• Task to carry out:
Restate the lines of the material below word for word, from the first through the one containing "positive clicks: (174, 215)", and include nothing else; pictures stay out.

• Records for this task:
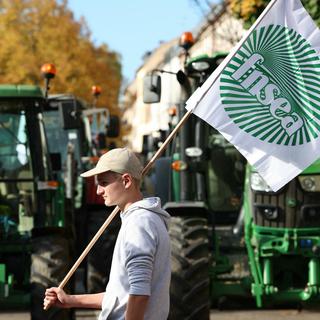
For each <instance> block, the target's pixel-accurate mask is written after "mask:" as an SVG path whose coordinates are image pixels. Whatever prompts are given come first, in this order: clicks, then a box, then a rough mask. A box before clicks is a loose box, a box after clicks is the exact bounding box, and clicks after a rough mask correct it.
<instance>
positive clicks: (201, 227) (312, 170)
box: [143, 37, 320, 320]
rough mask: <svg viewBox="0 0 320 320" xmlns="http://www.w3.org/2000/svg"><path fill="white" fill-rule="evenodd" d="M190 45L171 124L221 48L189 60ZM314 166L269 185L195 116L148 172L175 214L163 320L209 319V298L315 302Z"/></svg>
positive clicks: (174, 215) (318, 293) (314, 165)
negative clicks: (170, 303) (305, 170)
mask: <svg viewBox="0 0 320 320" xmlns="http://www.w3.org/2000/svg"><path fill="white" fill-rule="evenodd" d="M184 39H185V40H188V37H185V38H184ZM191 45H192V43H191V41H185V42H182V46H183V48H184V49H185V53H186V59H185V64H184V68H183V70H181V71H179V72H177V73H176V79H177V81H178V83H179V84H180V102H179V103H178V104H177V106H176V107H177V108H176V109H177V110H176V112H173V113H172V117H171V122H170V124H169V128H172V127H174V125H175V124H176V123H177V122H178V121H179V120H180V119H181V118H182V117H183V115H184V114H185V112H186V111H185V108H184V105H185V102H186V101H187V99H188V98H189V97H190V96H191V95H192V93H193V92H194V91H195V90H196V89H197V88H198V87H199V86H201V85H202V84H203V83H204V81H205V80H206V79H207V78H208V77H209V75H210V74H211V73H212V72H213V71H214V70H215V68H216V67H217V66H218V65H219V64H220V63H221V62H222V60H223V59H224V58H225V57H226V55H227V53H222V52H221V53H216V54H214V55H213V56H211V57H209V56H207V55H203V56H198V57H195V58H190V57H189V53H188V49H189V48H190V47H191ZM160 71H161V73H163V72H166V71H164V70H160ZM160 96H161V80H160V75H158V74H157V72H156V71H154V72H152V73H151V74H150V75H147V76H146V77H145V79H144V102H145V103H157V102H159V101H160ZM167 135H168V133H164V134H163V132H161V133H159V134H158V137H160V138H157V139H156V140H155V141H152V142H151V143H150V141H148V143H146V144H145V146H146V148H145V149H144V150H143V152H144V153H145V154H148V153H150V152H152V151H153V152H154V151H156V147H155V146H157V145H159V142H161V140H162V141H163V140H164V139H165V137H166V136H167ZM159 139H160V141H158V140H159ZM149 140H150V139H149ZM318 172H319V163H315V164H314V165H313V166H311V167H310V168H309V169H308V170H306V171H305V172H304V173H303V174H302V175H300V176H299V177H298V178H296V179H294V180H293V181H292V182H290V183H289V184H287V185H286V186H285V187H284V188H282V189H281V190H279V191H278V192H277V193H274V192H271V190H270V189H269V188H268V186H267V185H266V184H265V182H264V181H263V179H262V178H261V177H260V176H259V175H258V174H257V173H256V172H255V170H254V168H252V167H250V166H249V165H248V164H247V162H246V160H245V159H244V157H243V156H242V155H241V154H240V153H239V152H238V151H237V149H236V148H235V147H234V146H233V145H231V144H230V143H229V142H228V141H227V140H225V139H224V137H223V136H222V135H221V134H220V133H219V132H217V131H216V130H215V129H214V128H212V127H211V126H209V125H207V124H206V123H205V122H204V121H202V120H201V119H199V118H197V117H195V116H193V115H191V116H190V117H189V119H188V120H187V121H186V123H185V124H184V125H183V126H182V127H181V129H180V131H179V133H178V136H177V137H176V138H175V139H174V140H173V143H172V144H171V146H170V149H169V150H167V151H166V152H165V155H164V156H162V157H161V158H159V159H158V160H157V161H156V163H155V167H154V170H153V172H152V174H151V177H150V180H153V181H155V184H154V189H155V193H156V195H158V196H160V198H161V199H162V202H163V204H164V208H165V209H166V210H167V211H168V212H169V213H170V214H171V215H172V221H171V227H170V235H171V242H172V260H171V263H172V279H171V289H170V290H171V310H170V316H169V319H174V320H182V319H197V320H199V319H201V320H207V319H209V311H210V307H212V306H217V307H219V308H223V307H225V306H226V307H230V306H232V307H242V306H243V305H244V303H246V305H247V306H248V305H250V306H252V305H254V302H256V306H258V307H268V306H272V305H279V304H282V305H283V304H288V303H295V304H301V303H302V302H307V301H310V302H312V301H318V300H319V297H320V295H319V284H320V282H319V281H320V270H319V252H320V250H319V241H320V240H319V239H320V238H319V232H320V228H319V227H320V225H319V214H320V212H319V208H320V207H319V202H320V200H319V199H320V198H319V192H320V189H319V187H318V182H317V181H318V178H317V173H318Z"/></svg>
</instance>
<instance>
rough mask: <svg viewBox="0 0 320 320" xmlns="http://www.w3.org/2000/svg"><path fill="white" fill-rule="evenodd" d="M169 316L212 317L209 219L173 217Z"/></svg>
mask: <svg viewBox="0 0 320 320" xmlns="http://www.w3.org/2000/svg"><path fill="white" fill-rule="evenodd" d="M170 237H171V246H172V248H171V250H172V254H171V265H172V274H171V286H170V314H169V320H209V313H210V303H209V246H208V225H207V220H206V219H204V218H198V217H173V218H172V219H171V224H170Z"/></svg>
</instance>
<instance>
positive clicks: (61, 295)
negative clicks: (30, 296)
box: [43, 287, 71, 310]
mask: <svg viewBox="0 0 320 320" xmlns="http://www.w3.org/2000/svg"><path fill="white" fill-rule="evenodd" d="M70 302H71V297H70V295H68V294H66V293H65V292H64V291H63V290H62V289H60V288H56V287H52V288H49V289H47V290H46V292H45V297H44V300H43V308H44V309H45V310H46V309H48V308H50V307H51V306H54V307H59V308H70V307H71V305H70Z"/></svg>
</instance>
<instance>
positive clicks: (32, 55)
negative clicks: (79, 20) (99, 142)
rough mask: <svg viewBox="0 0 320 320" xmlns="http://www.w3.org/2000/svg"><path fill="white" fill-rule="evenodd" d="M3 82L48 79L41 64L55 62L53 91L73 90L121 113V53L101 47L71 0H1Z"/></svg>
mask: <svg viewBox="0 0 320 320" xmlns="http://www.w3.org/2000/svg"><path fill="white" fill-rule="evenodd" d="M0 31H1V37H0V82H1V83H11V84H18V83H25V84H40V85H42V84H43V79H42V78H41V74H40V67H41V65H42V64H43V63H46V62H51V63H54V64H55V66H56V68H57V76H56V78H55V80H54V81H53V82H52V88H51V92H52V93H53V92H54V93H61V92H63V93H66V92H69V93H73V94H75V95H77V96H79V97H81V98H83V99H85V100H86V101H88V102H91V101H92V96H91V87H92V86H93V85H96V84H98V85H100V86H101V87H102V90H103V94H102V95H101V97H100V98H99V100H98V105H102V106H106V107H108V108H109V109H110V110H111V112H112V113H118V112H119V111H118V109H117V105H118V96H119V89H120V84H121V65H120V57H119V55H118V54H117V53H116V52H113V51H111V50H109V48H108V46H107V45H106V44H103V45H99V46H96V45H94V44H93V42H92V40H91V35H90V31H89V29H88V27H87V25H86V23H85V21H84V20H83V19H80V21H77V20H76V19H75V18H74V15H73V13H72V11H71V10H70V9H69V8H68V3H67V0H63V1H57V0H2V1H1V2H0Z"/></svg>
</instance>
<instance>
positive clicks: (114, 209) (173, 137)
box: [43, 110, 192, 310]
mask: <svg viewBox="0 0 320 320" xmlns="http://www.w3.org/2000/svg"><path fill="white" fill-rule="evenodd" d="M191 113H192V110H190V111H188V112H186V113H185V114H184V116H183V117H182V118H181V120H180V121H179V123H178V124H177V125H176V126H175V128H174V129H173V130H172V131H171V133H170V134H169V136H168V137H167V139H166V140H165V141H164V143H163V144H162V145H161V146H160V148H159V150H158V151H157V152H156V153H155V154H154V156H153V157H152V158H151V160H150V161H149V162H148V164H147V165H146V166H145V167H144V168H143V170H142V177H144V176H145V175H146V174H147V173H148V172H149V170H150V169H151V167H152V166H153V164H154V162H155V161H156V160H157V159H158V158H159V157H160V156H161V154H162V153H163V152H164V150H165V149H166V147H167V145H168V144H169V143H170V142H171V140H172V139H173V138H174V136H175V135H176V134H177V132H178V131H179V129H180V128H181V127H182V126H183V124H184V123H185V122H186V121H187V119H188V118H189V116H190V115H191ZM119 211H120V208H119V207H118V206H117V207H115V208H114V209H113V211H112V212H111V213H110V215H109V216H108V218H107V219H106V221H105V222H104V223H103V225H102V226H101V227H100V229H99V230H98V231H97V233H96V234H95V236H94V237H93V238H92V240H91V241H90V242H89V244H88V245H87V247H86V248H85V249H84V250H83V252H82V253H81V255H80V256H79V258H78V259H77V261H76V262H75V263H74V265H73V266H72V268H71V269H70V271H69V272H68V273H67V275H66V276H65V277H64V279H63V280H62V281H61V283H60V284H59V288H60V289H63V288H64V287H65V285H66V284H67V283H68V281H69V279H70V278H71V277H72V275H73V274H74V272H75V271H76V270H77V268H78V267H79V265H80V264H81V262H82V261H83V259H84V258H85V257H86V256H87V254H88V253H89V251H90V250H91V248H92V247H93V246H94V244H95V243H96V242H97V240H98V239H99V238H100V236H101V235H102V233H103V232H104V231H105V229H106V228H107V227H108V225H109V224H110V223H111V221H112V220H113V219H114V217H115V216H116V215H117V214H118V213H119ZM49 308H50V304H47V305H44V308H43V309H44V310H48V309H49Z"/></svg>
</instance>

• Worked solution:
For each <instance> block, the target's pixel-accurate mask is written after "mask:" as an SVG path whose coordinates are image pixels. Whatever prompts are given come first, in this order: clicks, then a box, then a rough mask. A box before clicks is a loose box, a box after clicks is the exact bounding box, and clicks after a rough mask correct it.
<instance>
positive clicks: (201, 227) (312, 170)
box: [143, 37, 320, 320]
rough mask: <svg viewBox="0 0 320 320" xmlns="http://www.w3.org/2000/svg"><path fill="white" fill-rule="evenodd" d="M190 45L171 124L221 48L189 60ZM314 166L269 185L195 116L148 172L175 214L163 320L209 319V298L315 302Z"/></svg>
positive clicks: (174, 215) (318, 293) (314, 165)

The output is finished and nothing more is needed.